**Task details:** Please report how many lines in the records below contain the string "hand". Give the number alone.
* START Data rows *
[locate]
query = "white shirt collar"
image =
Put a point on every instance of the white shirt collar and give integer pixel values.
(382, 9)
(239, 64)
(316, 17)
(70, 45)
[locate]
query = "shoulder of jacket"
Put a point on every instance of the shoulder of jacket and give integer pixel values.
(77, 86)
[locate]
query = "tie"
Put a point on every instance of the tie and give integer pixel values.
* END Data rows *
* START Data rows *
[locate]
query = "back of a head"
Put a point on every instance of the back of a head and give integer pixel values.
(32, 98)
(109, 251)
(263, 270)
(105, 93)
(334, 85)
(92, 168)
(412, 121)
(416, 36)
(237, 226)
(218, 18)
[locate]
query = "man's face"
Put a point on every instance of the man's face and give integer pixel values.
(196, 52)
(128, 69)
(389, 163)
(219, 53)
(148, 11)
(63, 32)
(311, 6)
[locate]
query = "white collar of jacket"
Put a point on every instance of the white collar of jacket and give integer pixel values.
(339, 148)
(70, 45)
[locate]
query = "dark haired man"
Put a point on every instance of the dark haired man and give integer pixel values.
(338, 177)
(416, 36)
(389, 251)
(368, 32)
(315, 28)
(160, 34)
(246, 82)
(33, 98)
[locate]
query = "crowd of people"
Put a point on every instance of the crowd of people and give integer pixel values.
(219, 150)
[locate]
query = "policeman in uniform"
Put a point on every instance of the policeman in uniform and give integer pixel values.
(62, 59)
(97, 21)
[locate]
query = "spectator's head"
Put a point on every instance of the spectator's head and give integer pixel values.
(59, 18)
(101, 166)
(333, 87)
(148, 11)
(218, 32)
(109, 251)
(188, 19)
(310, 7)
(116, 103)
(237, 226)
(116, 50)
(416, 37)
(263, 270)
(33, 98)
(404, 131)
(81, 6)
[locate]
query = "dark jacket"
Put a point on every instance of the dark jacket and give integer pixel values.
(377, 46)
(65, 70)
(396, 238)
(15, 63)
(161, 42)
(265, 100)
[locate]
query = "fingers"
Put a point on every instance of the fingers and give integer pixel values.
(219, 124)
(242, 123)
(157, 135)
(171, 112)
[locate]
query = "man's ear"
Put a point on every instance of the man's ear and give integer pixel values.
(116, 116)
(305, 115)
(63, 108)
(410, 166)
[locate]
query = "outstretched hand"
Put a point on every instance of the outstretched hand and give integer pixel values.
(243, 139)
* END Data rows *
**Full answer:** 2